## [BRIEF]
Repeat the lines from the one containing "Please tag the silver" through the last line, swapping "Coordinates" for "Points" and leaving everything else unchanged. Leave the pictures out of your answer.

↓↓↓

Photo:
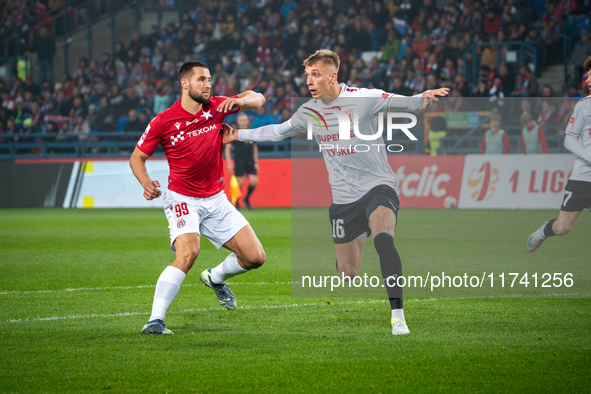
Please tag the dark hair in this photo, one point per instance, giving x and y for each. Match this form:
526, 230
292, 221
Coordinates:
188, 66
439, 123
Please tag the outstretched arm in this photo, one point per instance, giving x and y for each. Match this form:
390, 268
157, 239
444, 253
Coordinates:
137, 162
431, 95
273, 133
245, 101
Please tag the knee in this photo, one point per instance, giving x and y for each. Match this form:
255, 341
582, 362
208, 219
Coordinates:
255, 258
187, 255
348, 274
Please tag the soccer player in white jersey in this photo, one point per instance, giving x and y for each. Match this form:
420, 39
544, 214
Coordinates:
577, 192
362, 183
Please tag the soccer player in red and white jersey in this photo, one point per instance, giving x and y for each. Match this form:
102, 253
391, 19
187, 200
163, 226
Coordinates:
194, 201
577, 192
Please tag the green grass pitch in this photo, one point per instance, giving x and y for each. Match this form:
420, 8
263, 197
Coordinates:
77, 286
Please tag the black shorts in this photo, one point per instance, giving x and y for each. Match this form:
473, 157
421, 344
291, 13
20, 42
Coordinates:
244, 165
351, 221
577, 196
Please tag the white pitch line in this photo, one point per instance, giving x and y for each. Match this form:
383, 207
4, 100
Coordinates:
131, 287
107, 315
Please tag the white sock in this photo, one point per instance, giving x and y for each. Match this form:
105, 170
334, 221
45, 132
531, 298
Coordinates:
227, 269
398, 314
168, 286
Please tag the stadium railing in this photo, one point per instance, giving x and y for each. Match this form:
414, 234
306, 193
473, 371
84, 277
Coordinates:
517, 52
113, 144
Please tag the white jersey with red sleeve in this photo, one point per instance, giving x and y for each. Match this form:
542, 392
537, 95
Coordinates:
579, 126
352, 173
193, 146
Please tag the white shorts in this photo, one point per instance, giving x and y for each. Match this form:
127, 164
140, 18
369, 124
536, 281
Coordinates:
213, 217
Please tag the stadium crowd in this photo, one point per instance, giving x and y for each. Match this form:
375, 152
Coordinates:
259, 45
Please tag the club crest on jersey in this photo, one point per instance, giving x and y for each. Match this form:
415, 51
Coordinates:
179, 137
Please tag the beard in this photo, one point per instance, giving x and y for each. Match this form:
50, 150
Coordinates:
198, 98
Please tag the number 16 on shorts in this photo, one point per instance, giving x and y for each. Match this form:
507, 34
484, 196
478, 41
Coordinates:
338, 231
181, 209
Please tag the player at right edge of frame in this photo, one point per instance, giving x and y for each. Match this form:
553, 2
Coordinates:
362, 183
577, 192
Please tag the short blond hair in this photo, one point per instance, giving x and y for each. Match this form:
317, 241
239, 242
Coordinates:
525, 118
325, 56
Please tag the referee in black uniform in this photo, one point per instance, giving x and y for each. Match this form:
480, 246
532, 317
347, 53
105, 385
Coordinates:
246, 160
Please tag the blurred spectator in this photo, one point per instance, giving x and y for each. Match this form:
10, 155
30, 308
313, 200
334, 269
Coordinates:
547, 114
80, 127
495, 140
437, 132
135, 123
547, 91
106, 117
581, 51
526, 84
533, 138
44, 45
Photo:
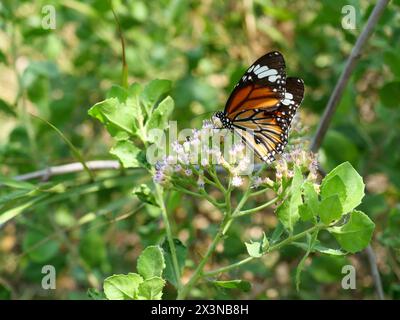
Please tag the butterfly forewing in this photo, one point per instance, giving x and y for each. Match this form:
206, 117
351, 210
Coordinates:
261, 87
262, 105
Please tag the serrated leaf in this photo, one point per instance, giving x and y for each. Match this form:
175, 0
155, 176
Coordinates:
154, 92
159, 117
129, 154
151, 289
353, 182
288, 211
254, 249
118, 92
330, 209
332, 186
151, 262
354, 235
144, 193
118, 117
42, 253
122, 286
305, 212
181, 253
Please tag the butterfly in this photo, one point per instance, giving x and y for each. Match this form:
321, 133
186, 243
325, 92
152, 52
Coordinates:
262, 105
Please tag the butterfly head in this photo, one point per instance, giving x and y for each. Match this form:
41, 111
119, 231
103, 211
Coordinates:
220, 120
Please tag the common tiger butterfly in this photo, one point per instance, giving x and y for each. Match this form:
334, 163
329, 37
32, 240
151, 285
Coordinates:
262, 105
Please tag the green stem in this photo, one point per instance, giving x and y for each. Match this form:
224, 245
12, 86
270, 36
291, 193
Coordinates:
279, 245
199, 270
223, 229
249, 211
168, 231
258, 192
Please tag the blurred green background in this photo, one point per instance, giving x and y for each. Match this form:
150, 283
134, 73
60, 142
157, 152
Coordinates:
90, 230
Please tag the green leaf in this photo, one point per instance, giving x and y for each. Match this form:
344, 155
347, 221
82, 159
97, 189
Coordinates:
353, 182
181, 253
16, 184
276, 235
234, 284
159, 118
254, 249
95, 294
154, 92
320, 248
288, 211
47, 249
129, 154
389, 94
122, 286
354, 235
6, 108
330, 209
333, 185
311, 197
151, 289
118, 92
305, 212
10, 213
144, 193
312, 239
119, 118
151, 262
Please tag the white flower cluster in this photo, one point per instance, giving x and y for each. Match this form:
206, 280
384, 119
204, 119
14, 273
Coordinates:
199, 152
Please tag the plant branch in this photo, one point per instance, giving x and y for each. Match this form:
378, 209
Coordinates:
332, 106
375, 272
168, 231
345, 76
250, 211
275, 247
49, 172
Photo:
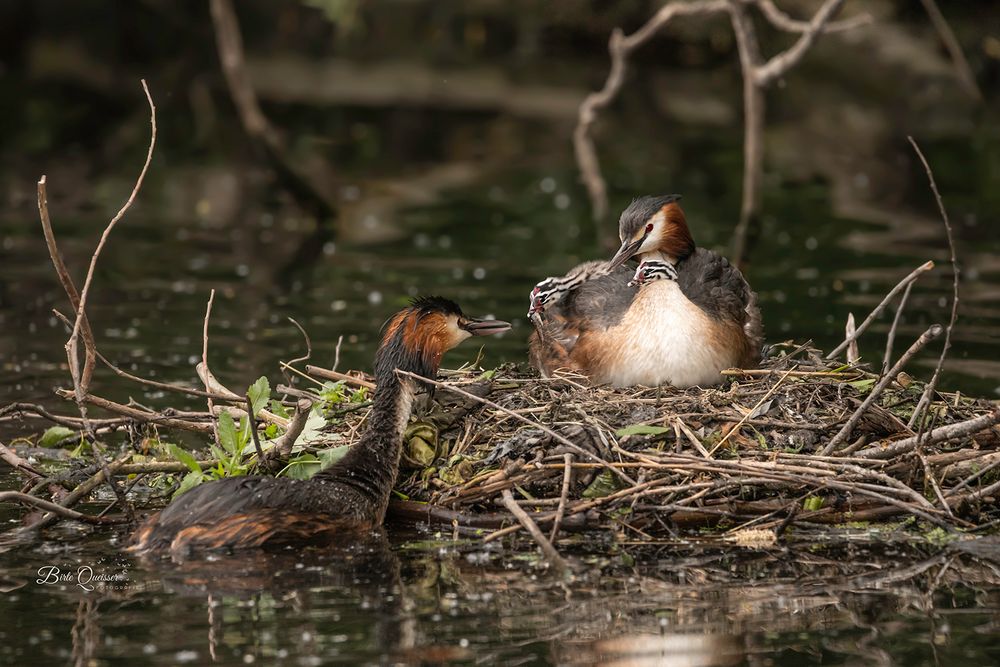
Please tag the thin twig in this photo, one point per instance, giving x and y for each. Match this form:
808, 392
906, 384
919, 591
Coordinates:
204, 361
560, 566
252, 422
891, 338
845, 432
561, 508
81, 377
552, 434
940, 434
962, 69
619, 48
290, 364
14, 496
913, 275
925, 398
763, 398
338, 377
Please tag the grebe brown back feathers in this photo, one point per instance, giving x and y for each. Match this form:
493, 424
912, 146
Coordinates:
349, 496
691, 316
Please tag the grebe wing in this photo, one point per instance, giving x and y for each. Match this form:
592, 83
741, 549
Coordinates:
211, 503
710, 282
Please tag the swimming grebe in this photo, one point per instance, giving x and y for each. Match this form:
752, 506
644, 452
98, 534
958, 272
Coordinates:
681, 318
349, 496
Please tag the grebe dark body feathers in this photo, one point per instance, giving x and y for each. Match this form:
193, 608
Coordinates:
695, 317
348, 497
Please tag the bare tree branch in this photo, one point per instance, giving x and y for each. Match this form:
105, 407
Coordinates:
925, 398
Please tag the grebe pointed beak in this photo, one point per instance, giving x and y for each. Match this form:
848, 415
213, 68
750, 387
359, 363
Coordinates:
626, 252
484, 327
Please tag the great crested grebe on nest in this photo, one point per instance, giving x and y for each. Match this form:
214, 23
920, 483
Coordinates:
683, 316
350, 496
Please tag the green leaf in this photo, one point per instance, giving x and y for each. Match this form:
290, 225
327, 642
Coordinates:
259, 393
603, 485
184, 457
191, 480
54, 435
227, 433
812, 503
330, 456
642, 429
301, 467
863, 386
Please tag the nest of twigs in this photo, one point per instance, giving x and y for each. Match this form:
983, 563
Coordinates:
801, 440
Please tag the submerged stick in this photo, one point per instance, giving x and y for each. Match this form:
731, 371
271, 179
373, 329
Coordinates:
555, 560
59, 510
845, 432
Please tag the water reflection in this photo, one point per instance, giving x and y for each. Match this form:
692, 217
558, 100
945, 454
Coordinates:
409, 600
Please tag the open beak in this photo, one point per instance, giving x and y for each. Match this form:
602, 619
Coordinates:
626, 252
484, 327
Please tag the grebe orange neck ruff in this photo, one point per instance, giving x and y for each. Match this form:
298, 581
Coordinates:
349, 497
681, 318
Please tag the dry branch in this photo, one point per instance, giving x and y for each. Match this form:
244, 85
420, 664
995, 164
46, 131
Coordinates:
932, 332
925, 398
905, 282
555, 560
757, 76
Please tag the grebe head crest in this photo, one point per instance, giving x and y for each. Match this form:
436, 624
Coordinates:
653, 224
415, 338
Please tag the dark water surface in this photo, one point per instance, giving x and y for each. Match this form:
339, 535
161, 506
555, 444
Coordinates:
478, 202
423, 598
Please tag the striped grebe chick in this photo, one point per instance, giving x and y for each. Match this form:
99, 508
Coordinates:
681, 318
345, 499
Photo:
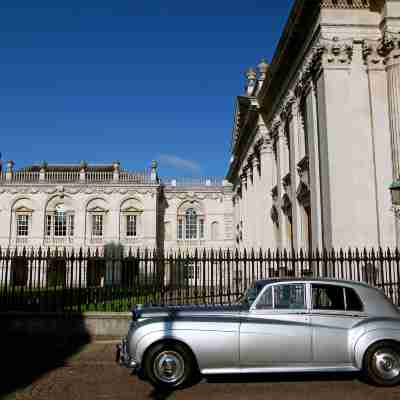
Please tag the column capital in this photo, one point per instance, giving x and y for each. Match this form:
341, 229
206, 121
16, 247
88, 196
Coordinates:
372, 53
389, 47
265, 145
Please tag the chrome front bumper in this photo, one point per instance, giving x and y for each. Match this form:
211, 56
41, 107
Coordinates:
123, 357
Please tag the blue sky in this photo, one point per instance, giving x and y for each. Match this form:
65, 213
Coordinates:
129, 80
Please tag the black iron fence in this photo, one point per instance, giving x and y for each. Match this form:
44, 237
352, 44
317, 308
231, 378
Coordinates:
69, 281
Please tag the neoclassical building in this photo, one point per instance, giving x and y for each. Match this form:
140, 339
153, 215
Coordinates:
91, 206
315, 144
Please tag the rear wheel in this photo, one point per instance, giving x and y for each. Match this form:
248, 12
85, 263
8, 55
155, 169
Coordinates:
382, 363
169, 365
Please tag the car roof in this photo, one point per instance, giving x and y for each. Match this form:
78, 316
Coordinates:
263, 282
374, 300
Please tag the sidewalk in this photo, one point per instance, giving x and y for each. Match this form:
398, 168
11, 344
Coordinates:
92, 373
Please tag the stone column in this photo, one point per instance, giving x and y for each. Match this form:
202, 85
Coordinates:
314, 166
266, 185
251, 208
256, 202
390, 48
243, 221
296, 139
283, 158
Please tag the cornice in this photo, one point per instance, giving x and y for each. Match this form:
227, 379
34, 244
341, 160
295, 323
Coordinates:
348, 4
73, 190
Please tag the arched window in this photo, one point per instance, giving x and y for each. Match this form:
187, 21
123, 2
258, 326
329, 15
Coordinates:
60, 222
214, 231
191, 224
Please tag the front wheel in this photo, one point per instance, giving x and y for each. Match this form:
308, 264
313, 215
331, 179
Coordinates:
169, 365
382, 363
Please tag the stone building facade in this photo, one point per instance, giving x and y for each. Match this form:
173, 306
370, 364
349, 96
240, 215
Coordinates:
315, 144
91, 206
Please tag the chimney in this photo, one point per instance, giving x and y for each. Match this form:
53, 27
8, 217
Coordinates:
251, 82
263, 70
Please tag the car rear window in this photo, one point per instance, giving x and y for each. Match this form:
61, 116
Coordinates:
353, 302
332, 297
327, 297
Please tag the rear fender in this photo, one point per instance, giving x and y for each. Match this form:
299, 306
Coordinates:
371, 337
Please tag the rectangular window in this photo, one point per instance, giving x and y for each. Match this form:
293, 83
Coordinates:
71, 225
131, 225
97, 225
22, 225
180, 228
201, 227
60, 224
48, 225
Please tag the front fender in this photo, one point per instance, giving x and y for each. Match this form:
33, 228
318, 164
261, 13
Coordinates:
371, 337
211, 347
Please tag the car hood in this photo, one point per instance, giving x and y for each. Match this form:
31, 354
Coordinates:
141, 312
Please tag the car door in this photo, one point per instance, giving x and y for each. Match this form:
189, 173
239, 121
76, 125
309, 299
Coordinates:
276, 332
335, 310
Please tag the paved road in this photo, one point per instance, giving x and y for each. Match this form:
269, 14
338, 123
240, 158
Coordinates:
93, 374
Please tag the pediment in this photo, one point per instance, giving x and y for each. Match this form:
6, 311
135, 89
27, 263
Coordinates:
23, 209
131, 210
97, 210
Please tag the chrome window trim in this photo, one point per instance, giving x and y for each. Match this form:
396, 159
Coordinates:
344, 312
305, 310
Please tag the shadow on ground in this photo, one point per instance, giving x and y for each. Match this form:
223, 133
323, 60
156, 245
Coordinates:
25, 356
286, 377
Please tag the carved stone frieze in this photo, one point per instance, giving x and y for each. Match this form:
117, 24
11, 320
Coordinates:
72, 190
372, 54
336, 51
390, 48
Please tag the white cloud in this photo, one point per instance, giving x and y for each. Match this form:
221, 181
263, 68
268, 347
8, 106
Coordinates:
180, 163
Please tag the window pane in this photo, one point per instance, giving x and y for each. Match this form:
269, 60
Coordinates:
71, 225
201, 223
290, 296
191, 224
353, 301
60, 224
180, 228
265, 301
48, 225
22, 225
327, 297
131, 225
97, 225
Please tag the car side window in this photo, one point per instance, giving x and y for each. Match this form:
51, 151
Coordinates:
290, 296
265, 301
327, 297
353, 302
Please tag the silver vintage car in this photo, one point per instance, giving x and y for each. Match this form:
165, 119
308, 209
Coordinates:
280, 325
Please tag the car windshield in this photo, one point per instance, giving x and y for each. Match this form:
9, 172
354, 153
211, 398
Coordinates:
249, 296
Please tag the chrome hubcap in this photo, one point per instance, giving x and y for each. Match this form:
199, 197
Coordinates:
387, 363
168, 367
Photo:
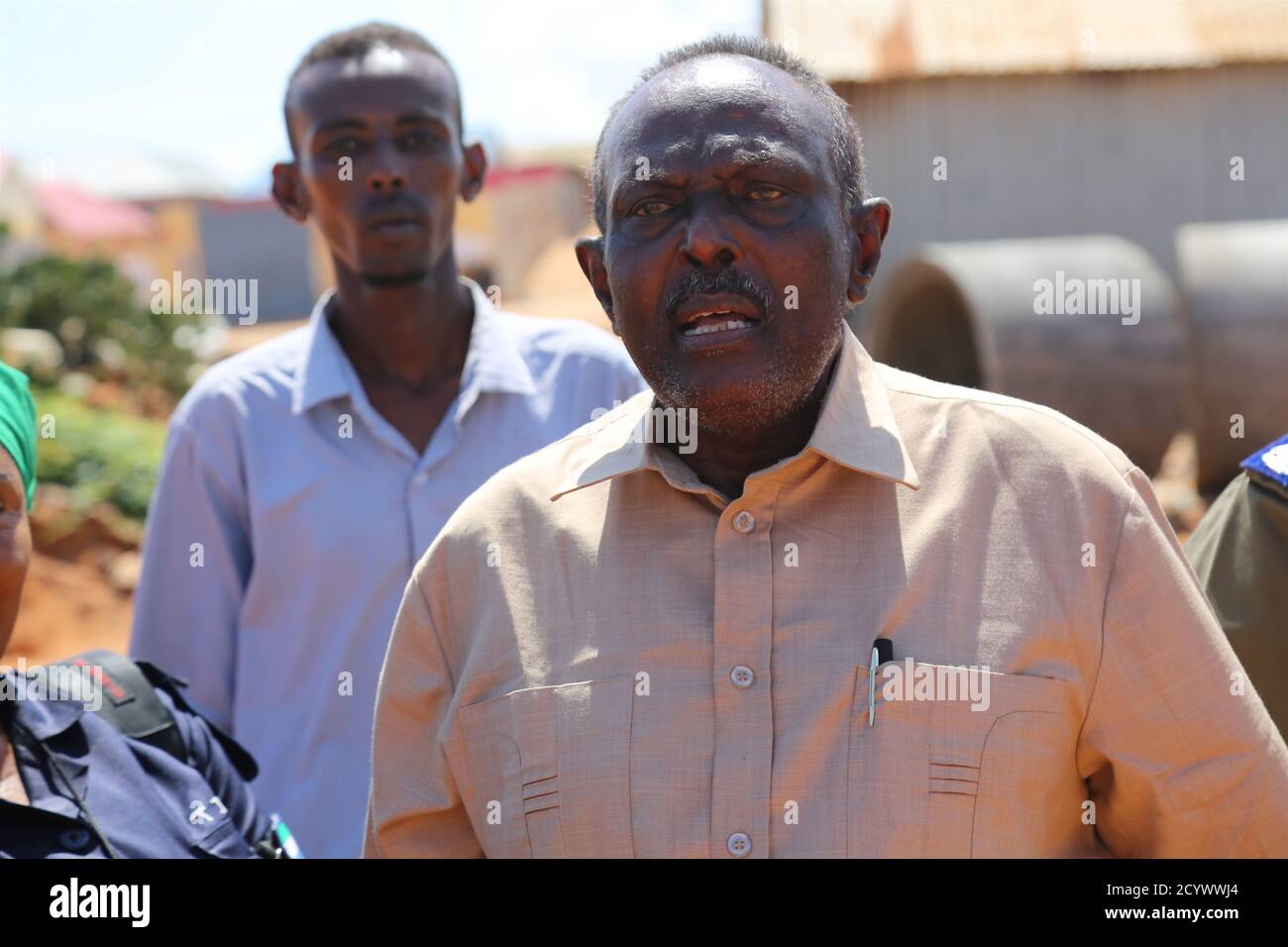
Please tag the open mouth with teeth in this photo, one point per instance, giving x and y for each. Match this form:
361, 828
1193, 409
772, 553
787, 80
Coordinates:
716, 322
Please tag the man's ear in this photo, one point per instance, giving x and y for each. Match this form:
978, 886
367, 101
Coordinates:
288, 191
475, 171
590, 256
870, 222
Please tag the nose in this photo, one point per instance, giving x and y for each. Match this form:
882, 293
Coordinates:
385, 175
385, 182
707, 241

↑↑↑

## [FULL SOLUTION]
Please tag the silver vintage car in this photo, one point per instance, giving x and y for each. Match this form:
165, 119
308, 209
Points:
280, 325
Please tag the car windshield in this photo, one point per instance, giving x and y for each. Match this form:
9, 172
354, 153
211, 398
Points:
249, 296
Please tag the chrome hubcap in this photo, one point per instance, giving x and y for each. Match this form:
199, 197
Points:
387, 363
168, 367
Photo:
Please tag the open mouth with teeth in this photo, one point per instance, giving x and y for each. Match this form:
361, 828
1193, 409
772, 553
787, 80
Points:
716, 322
Please tag the man's ear in this photo, one point per instance, giving x and y for each. Match this form:
978, 886
367, 101
Points:
288, 191
475, 171
590, 256
870, 222
Please tag the nose in this photo, one point per instance, giving x and y for each. Match this form:
882, 293
Points:
385, 175
385, 182
707, 241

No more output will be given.